Required work:
Wherever a line in the records contains the word "brown", return that line.

● ● ● ● ●

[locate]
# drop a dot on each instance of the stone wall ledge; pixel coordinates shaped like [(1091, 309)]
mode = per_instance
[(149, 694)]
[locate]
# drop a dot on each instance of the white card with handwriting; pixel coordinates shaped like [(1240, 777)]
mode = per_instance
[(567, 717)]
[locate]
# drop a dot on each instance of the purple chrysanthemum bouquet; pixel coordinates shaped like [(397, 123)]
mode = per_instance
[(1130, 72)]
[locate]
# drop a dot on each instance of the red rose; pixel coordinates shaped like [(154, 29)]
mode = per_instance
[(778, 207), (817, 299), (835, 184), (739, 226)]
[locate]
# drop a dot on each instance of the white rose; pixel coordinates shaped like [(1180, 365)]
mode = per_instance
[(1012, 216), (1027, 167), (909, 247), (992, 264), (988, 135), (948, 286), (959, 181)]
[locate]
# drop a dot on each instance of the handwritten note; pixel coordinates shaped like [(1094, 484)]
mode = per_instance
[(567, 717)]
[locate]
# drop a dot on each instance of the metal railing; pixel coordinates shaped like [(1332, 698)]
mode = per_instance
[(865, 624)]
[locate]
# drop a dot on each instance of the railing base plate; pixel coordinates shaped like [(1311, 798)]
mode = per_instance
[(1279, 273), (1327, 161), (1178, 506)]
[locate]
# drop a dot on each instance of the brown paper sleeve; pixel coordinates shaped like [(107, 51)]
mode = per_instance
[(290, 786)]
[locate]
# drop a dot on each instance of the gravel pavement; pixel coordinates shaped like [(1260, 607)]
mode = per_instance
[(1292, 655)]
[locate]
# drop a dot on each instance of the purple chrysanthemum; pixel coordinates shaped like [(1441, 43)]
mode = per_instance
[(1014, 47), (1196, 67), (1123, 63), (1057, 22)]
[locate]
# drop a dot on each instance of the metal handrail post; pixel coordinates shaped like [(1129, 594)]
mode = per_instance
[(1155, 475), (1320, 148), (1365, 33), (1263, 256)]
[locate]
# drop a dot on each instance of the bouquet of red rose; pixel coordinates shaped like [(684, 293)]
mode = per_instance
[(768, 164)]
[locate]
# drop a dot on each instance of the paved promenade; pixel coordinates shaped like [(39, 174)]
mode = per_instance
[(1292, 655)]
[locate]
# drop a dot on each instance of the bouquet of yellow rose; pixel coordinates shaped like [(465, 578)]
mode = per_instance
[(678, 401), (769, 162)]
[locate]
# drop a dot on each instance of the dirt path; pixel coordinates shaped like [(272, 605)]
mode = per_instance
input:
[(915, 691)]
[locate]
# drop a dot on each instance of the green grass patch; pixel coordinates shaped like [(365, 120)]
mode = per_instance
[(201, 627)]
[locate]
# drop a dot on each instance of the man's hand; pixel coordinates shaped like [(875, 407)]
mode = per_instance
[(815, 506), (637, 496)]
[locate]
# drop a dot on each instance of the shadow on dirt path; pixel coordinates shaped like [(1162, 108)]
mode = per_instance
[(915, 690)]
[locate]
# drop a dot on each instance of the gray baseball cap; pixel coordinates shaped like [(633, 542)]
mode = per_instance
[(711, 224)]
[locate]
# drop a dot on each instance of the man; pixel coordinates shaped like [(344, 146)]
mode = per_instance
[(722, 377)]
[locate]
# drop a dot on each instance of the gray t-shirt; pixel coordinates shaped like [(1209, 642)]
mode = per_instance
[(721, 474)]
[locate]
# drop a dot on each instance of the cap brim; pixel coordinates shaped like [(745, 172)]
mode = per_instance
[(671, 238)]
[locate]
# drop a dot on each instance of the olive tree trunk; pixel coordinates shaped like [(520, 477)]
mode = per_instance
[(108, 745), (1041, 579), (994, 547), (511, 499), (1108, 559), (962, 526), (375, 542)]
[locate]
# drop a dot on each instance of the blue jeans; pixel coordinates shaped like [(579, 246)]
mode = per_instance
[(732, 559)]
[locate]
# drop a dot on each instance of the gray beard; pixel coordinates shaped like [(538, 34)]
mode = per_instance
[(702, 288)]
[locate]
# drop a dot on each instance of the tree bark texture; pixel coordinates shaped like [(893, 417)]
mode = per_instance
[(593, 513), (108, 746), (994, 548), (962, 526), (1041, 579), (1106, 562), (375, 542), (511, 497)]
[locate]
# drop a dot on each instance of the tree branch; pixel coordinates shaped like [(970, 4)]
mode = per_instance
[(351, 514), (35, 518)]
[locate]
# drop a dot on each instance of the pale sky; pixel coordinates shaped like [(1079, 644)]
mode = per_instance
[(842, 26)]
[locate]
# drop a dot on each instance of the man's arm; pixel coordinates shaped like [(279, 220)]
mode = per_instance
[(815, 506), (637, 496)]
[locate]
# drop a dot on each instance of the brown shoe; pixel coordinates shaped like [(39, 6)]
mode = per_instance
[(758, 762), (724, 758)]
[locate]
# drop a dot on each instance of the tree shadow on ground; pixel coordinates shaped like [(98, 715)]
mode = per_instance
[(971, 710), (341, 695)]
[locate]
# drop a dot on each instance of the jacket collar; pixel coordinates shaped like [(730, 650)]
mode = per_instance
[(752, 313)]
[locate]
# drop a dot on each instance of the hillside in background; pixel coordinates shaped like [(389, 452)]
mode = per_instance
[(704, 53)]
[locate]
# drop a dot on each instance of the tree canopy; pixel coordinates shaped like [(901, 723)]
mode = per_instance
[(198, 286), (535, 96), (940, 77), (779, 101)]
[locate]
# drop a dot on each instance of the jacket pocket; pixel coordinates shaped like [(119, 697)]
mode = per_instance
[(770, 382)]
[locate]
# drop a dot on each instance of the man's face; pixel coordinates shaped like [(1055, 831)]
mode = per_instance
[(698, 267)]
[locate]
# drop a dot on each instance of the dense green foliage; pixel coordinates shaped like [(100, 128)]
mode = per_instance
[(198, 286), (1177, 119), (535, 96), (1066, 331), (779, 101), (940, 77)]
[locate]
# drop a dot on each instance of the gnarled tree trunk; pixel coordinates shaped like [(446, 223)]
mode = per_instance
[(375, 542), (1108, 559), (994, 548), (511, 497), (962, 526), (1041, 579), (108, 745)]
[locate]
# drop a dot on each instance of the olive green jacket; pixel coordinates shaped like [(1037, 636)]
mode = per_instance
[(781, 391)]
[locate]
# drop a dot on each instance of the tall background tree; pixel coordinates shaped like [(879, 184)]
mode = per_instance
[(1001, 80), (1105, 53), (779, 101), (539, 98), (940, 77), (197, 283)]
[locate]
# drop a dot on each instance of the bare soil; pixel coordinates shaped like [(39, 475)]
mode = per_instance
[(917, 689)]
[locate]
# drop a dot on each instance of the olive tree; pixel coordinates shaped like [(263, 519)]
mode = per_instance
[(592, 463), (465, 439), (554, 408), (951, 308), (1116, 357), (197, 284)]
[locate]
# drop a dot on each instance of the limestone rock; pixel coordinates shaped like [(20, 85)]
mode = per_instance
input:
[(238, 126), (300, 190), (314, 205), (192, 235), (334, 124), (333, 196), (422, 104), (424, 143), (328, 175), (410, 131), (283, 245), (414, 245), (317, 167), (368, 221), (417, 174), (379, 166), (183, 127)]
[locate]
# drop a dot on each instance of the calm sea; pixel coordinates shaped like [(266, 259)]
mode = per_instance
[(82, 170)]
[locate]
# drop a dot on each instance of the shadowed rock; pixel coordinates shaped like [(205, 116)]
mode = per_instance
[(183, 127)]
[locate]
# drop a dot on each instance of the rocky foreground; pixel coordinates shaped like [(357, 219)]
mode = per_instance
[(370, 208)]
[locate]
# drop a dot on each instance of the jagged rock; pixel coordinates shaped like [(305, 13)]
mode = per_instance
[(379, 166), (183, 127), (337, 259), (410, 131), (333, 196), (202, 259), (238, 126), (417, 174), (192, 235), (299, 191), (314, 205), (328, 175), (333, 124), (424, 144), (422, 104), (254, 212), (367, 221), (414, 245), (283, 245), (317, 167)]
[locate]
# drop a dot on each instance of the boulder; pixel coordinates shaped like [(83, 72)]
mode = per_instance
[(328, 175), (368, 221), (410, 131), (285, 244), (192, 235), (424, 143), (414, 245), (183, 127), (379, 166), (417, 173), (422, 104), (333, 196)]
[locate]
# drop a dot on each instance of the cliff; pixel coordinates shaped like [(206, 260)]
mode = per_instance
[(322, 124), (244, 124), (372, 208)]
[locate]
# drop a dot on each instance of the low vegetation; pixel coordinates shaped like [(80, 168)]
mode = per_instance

● ● ● ● ●

Response:
# drop a dot on each instance of the brown paper sleeve; pixel coordinates shaped like [(107, 51)]
# drop a dot on each instance of the brown shoe; pixel coordinates shaped like [(39, 6)]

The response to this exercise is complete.